■ **ZU LÖSENDE AUFGABE**: Kannst du aus dem Text über Igel und Mähroboter den Abschnitt wortgetreu abschreiben, der mit „Mähroboter sind, wie“ beginnt und bis einschließlich „Strategie gegen Mähroboter.“ reicht?

■ **VORLIEGENDER TEXT**:
----------
Viele Igel leiden lange Zeit
Dass Igel von Mährobotern verletzt werden, ist gewiss kein Einzelfall: 70 Igel- und Wildtierauffangstationen dokumentierten über 16 Monate mehrere hundert schnittverletzte Igel mit Fotos und Diagnosen. Bei 47 Prozent der gemeldeten Fälle waren die Verletzungen so schwer, dass die Igel nicht mehr zu retten waren. "Erschreckend war auch, dass viele Igel Wunden hatten, die bereits Stunden, Tage oder Wochen alt waren", so Anne Berger: "Sie hatten bereits lange Zeit gelitten, an Verletzungen, die ihnen durch elektrische Gartengeräte zugefügt wurden. Und das ist laut Tierschutzgesetz verboten."
Igel erkennen Mähroboter nicht als Gefahr
Es liegt nicht unbedingt in der Natur des Igels, Feinden aus dem Weg zu gehen. Igel sehen schlecht, hören und riechen aber gut. Bei Gefahr bleibt er stehen, verhält sich ruhig und igelt sich sprichwörtlich ein. Bei Raubtieren hat dies bisher relativ gut geklappt. Diese suchen sich, wenn sie keinen Erfolg haben, nach einiger Zeit leichtere Beute.
Mähroboter sind, wie auch Autos, immun gegen die Stacheln. Gleichzeitig ist der Igel äußerst neugierig - wird etwas nicht als Gefahr erkannt, so steckt der Igel gerne seine Nase in unbekannte Dinge und beschnüffelt und knabbert sie an, um herauszufinden, ob sie fressbar sind. Das ist keine besonders hilfreiche Strategie gegen Mähroboter.
Nachtfahrverbot für Mähroboter gefordert
Alternativen gibt es, die einfachste wäre ein Nachtfahrverbot für Mähroboter, das empfiehlt zum Beispiel der BUND. Das würde schon viele tödliche Begegnungen verhindern. Igel sind nachts unterwegs und tagsüber nur selten aktiv. Die Hersteller könnten die Roboter so programmieren, dass sie sich nachts nicht mehr einschalten ließen. Leider machen dies nur wenige.
"Oft wird in den Sicherheitshinweisen der Hersteller nur darauf hingewiesen, man solle den Garten nach Kleintieren absuchen oder das Gerät nicht unbeaufsichtigt laufen lassen. Damit wird den Verbrauchern die Verantwortung für die Unfälle zugewiesen", sagt Anne Berger.
----------
■ **DATENAUSZÜGE**:

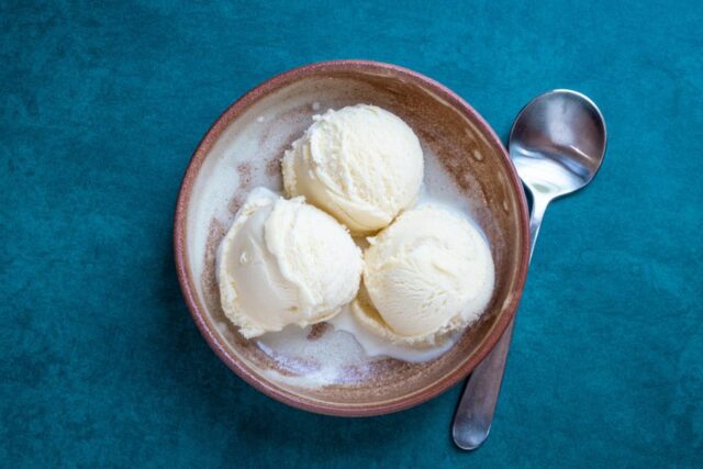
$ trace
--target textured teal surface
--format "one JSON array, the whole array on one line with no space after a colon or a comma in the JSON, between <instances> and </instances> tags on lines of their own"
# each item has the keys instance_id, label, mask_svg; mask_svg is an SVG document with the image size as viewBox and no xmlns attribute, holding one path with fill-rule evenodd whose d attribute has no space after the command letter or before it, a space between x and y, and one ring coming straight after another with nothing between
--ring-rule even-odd
<instances>
[{"instance_id":1,"label":"textured teal surface","mask_svg":"<svg viewBox=\"0 0 703 469\"><path fill-rule=\"evenodd\" d=\"M703 467L700 1L204 3L0 2L1 467ZM450 443L459 387L308 414L221 364L181 300L200 137L332 58L426 74L503 137L556 87L607 121L601 174L545 219L478 453Z\"/></svg>"}]
</instances>

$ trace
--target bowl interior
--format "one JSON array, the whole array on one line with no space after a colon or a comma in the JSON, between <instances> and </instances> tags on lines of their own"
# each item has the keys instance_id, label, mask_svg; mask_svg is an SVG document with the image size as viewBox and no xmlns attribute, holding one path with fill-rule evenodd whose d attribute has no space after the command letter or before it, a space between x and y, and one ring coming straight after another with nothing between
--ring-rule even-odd
<instances>
[{"instance_id":1,"label":"bowl interior","mask_svg":"<svg viewBox=\"0 0 703 469\"><path fill-rule=\"evenodd\" d=\"M244 339L225 319L215 278L216 249L250 189L282 189L280 158L312 123L312 116L357 103L388 109L415 131L427 165L444 174L426 183L437 191L459 193L488 237L495 263L495 290L482 319L442 357L422 364L383 358L346 366L339 375L343 378L311 386L305 375L315 369L314 364L291 362L267 353L255 340ZM310 67L268 81L211 129L181 190L185 213L176 236L182 236L182 253L177 257L186 297L201 331L221 358L249 382L308 410L375 414L435 395L477 365L512 317L522 292L525 208L506 163L500 143L480 118L416 75L347 64ZM308 339L320 346L328 328L313 327Z\"/></svg>"}]
</instances>

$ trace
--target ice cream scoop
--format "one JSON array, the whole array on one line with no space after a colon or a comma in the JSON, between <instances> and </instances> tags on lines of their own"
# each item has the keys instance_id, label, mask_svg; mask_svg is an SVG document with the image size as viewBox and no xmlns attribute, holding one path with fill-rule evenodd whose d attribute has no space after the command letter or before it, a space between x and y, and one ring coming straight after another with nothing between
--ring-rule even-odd
<instances>
[{"instance_id":1,"label":"ice cream scoop","mask_svg":"<svg viewBox=\"0 0 703 469\"><path fill-rule=\"evenodd\" d=\"M353 233L370 234L415 200L423 153L400 118L357 104L316 115L286 152L282 169L289 196L304 196Z\"/></svg>"},{"instance_id":2,"label":"ice cream scoop","mask_svg":"<svg viewBox=\"0 0 703 469\"><path fill-rule=\"evenodd\" d=\"M304 327L349 303L361 270L360 249L331 215L255 189L220 247L222 308L247 338Z\"/></svg>"},{"instance_id":3,"label":"ice cream scoop","mask_svg":"<svg viewBox=\"0 0 703 469\"><path fill-rule=\"evenodd\" d=\"M393 343L435 345L476 321L491 299L491 250L461 214L439 205L409 210L369 243L353 311Z\"/></svg>"}]
</instances>

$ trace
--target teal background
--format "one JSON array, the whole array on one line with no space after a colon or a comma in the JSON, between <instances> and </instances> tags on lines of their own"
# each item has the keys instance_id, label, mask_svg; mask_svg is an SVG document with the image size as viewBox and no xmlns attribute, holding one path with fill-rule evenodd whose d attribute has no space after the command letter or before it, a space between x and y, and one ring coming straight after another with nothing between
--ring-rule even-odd
<instances>
[{"instance_id":1,"label":"teal background","mask_svg":"<svg viewBox=\"0 0 703 469\"><path fill-rule=\"evenodd\" d=\"M700 1L0 3L0 466L703 467ZM171 254L181 176L236 98L369 58L428 75L505 139L591 96L601 174L555 203L494 427L460 387L388 416L287 407L198 333Z\"/></svg>"}]
</instances>

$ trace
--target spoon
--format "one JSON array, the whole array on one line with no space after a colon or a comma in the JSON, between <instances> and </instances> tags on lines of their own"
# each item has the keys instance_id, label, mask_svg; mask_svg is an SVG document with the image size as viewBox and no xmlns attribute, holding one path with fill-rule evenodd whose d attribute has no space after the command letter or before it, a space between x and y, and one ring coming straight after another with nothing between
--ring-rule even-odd
<instances>
[{"instance_id":1,"label":"spoon","mask_svg":"<svg viewBox=\"0 0 703 469\"><path fill-rule=\"evenodd\" d=\"M532 196L531 259L547 205L591 182L603 161L605 142L603 114L593 101L576 91L546 92L517 114L509 150ZM476 449L488 438L514 322L467 380L451 429L461 449Z\"/></svg>"}]
</instances>

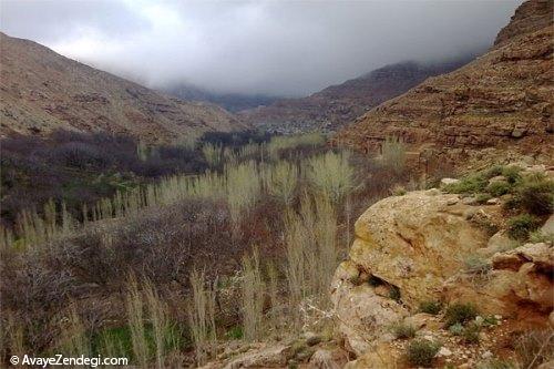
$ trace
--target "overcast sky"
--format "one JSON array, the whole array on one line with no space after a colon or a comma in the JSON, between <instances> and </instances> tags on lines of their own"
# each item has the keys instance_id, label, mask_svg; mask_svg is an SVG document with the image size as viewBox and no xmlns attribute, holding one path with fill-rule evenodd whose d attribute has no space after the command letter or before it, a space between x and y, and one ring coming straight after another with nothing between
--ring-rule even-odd
<instances>
[{"instance_id":1,"label":"overcast sky","mask_svg":"<svg viewBox=\"0 0 554 369\"><path fill-rule=\"evenodd\" d=\"M0 28L152 88L305 95L490 45L521 0L1 0Z\"/></svg>"}]
</instances>

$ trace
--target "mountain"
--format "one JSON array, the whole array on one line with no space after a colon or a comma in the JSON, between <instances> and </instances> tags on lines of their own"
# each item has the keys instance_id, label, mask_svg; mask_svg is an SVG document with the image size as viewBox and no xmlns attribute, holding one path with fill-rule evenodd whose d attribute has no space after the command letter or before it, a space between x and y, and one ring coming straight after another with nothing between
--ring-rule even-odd
<instances>
[{"instance_id":1,"label":"mountain","mask_svg":"<svg viewBox=\"0 0 554 369\"><path fill-rule=\"evenodd\" d=\"M269 106L246 110L238 115L252 125L277 132L335 131L427 78L450 72L471 59L465 57L429 64L413 61L390 64L310 96L278 100Z\"/></svg>"},{"instance_id":2,"label":"mountain","mask_svg":"<svg viewBox=\"0 0 554 369\"><path fill-rule=\"evenodd\" d=\"M335 143L379 151L397 136L427 165L510 155L553 163L553 3L523 3L484 55L375 107Z\"/></svg>"},{"instance_id":3,"label":"mountain","mask_svg":"<svg viewBox=\"0 0 554 369\"><path fill-rule=\"evenodd\" d=\"M186 102L0 33L2 136L55 129L130 134L145 142L245 127L224 109Z\"/></svg>"},{"instance_id":4,"label":"mountain","mask_svg":"<svg viewBox=\"0 0 554 369\"><path fill-rule=\"evenodd\" d=\"M269 105L278 100L278 98L261 94L217 93L188 84L174 85L162 91L183 100L207 101L233 113L260 105Z\"/></svg>"}]
</instances>

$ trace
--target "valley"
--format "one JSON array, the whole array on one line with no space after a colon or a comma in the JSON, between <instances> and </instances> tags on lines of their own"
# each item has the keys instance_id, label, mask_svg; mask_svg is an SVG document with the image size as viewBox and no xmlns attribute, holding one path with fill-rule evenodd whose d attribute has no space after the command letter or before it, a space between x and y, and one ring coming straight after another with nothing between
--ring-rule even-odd
<instances>
[{"instance_id":1,"label":"valley","mask_svg":"<svg viewBox=\"0 0 554 369\"><path fill-rule=\"evenodd\" d=\"M552 368L553 12L300 99L148 89L0 33L0 366Z\"/></svg>"}]
</instances>

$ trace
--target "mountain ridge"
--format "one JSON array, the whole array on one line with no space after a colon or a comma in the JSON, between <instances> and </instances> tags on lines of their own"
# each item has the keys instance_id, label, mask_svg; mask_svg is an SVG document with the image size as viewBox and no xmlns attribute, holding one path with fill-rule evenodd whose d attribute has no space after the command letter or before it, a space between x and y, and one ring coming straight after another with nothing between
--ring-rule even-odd
<instances>
[{"instance_id":1,"label":"mountain ridge","mask_svg":"<svg viewBox=\"0 0 554 369\"><path fill-rule=\"evenodd\" d=\"M245 122L281 133L336 131L369 109L394 98L424 79L456 69L474 55L438 63L404 61L330 85L309 96L281 99L268 106L238 112Z\"/></svg>"},{"instance_id":2,"label":"mountain ridge","mask_svg":"<svg viewBox=\"0 0 554 369\"><path fill-rule=\"evenodd\" d=\"M397 136L427 167L512 154L552 163L552 10L553 1L525 2L488 53L376 106L334 142L379 152Z\"/></svg>"},{"instance_id":3,"label":"mountain ridge","mask_svg":"<svg viewBox=\"0 0 554 369\"><path fill-rule=\"evenodd\" d=\"M245 125L220 106L181 101L0 33L2 136L61 129L171 142Z\"/></svg>"}]
</instances>

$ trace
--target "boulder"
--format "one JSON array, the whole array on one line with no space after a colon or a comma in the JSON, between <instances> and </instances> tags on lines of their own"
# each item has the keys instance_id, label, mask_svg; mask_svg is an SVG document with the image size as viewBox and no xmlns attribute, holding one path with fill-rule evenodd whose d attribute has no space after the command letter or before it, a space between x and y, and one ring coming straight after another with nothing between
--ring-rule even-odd
<instances>
[{"instance_id":1,"label":"boulder","mask_svg":"<svg viewBox=\"0 0 554 369\"><path fill-rule=\"evenodd\" d=\"M378 202L356 222L351 264L398 287L409 307L438 299L442 281L486 246L481 218L493 222L500 212L500 206L449 205L456 196L418 191ZM469 212L480 216L466 219Z\"/></svg>"}]
</instances>

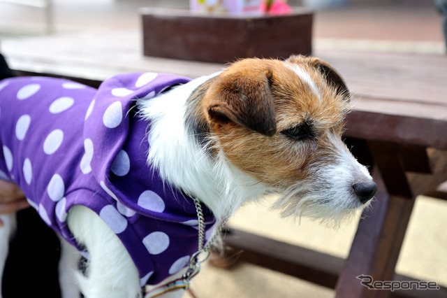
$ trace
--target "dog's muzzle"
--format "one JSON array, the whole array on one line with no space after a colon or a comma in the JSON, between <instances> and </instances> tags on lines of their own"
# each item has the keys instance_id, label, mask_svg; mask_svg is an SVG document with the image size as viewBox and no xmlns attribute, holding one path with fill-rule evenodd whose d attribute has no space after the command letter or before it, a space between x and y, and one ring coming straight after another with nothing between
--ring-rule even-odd
<instances>
[{"instance_id":1,"label":"dog's muzzle","mask_svg":"<svg viewBox=\"0 0 447 298\"><path fill-rule=\"evenodd\" d=\"M377 185L372 180L358 182L353 184L352 188L358 199L362 204L366 204L376 194Z\"/></svg>"}]
</instances>

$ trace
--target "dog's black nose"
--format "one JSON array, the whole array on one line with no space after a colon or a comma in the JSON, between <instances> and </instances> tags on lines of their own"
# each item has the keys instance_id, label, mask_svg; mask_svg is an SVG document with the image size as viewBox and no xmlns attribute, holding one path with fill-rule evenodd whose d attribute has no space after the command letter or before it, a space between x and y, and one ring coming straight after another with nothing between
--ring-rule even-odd
<instances>
[{"instance_id":1,"label":"dog's black nose","mask_svg":"<svg viewBox=\"0 0 447 298\"><path fill-rule=\"evenodd\" d=\"M374 181L358 182L352 185L357 197L363 204L369 201L376 194L377 185Z\"/></svg>"}]
</instances>

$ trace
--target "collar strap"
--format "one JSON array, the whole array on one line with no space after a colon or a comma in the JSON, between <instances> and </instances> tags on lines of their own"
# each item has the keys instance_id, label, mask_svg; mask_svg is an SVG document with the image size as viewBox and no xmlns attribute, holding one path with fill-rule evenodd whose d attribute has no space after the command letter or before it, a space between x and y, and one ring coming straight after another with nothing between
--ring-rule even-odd
<instances>
[{"instance_id":1,"label":"collar strap","mask_svg":"<svg viewBox=\"0 0 447 298\"><path fill-rule=\"evenodd\" d=\"M167 293L168 292L175 291L177 290L188 290L189 288L189 281L185 278L176 279L166 285L161 285L155 289L146 292L145 298L153 298L161 295Z\"/></svg>"}]
</instances>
----------
■ **ENDGÜLTIGE ANTWORT**:
Mähroboter sind, wie auch Autos, immun gegen die Stacheln. Gleichzeitig ist der Igel äußerst neugierig - wird etwas nicht als Gefahr erkannt, so steckt der Igel gerne seine Nase in unbekannte Dinge und beschnüffelt und knabbert sie an, um herauszufinden, ob sie fressbar sind. Das ist keine besonders hilfreiche Strategie gegen Mähroboter.